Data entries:

::::::::

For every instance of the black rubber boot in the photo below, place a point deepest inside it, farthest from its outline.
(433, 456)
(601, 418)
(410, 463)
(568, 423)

::::::::

* [Aim of the exercise] Set down every entry exactly as it appears.

* [Result of the exercise]
For every instance of the black rubber boot in the photo below, place a point deepest inside it, farthest from its outline.
(433, 456)
(601, 418)
(410, 463)
(568, 423)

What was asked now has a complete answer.